Balancing the personal and professional
New UNBC research on rural doctors and their overlapping relationships
By Abigail Popple, Local Journalism Initiative Reporter, RMG
Dr. Andrea Gingerich, an associate professor at UNBC, has documented experiences that health practitioners in the Robson Valley may be familiar with: awkward moments of treating your neighbors, accountant, or coworkers. Gingerich and her team recently published two studies examining how doctors and physiotherapists in rural B.C. navigate these overlapping relationships in the journals Medical Education and Advances in Health Science Education.
Despite the reality that practitioners in small, rural communities often know their patients on a personal or professional level, it’s not a topic that many discuss openly, according to Gingerich. The regulatory colleges that oversee healthcare providers encourage practitioners to maintain strict boundaries with their patients, to make sure their treatment of patients comes from an objective viewpoint.
“The regulations are more suitable for an urban context, where the assumption is that you can have patients who are strangers or refer the patients you do know to someone else,” Gingerich told The Goat. “That’s not the case in rural places.”
The problem gets more complicated for rural healthcare providers with a very specialized practice, Gingerich added. For example, physiotherapists who specialize in pelvic floor treatments might be the only available option for patients within an area spanning hundreds of kilometers.
“The right answer to adhere to the college’s regulations would be to say, ‘No, I won’t treat you,’” Gingerich said. “But if you say no to them, you could be preventing those patients from getting the best care.”

----------------------------------------

[Try it] Could you transcribe the passage from the rural doctors article starting at "Balancing the personal" and ending at "Health Science Education.", word for word?

----------------------------------------

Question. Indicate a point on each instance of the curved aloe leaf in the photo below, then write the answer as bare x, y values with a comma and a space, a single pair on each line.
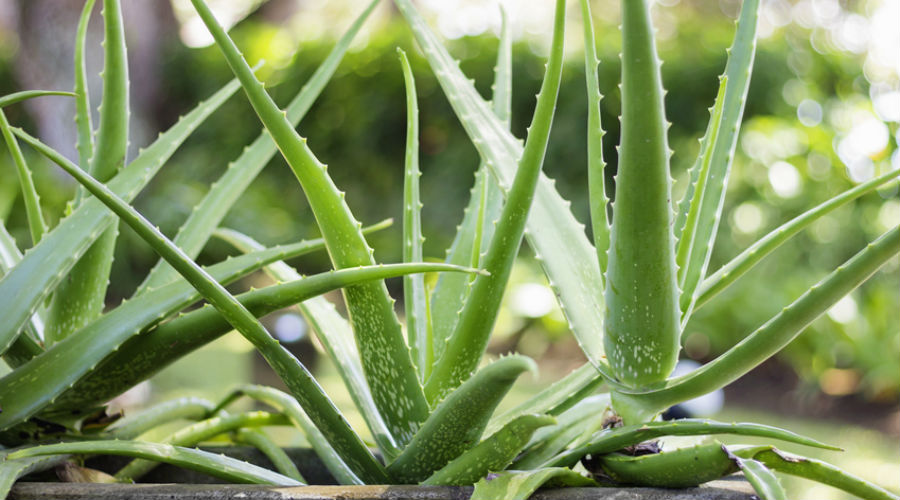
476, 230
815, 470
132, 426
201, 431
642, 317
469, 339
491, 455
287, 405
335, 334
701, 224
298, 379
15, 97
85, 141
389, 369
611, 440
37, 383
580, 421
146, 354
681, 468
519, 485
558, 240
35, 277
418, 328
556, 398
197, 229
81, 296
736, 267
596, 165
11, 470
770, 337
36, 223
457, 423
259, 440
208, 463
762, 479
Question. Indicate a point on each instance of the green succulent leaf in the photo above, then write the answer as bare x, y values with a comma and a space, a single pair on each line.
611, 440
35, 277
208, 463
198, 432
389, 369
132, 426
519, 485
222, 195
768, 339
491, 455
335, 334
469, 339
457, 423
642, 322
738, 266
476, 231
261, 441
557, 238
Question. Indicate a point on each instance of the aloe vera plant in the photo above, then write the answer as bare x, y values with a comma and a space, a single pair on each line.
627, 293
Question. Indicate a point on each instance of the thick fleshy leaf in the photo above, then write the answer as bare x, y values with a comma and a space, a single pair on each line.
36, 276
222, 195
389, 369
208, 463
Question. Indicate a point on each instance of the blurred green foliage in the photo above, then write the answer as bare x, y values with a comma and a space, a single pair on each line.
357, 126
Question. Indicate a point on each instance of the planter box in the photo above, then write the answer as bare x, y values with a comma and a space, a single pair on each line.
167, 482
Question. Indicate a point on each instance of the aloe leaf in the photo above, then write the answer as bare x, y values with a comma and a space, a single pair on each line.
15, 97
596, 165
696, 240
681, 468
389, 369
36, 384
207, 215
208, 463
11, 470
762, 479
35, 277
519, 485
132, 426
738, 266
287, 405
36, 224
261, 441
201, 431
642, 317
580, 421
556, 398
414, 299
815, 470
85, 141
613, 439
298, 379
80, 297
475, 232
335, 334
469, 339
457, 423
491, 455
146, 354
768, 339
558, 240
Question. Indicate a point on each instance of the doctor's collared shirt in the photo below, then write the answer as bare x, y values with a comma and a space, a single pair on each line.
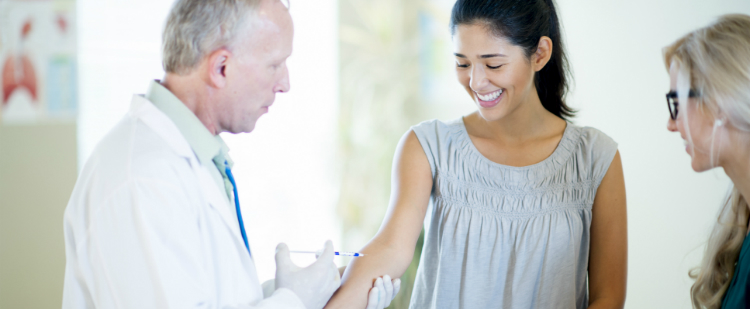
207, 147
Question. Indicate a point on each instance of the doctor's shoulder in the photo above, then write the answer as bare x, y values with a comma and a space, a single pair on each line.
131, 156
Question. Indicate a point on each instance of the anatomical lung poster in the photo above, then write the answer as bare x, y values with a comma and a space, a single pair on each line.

----------------------------------------

[Response area]
Balancing the personal and professional
New UNBC research on rural doctors and their overlapping relationships
By Abigail Popple, Local Journalism Initiative Reporter, RMG
Dr. Andrea Gingerich, an associate professor at UNBC, has documented experiences that health practitioners in the Robson Valley may be familiar with: awkward moments of treating your neighbors, accountant, or coworkers. Gingerich and her team recently published two studies examining how doctors and physiotherapists in rural B.C. navigate these overlapping relationships in the journals Medical Education and Advances in Health Science Education.